# Records for the exercise start

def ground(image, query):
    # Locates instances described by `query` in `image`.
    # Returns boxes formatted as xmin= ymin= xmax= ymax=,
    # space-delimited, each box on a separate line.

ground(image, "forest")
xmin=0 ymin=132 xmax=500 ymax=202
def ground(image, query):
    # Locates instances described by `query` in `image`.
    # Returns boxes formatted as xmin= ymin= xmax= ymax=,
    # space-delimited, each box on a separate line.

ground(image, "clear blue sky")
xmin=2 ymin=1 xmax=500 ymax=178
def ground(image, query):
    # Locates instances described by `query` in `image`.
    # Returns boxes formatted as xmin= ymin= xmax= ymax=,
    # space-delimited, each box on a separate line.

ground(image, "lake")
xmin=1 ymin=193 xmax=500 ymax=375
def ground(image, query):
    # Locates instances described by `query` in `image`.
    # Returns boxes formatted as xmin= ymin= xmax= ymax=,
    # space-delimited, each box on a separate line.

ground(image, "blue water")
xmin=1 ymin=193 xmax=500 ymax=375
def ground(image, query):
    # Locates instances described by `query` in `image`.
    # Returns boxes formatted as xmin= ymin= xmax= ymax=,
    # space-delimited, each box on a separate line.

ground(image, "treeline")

# Records for the exercise end

**Stated problem**
Reproduce all of the data above verbatim, line for line, without omitting or altering anything.

**Result of the task**
def ground(image, query):
    # Locates instances described by `query` in `image`.
    # Returns boxes formatted as xmin= ymin= xmax= ymax=,
    # space-delimited, each box on a separate line.

ground(image, "forest")
xmin=0 ymin=132 xmax=500 ymax=202
def ground(image, query):
    # Locates instances described by `query` in `image`.
    # Returns boxes formatted as xmin= ymin= xmax= ymax=,
    # space-delimited, each box on a separate line.

ground(image, "clear blue sky")
xmin=2 ymin=1 xmax=500 ymax=178
def ground(image, query):
    # Locates instances described by `query` in `image`.
    # Returns boxes formatted as xmin= ymin= xmax= ymax=,
    # space-delimited, each box on a separate line.

ground(image, "lake")
xmin=1 ymin=193 xmax=500 ymax=375
def ground(image, query):
    # Locates instances described by `query` in `image`.
    # Returns boxes formatted as xmin= ymin= xmax= ymax=,
    # space-delimited, each box on a separate line.

ground(image, "blue water")
xmin=1 ymin=193 xmax=500 ymax=375
def ground(image, query):
    # Locates instances described by `query` in `image`.
    # Returns boxes formatted as xmin= ymin= xmax= ymax=,
    # space-delimited, each box on a separate line.

ground(image, "treeline")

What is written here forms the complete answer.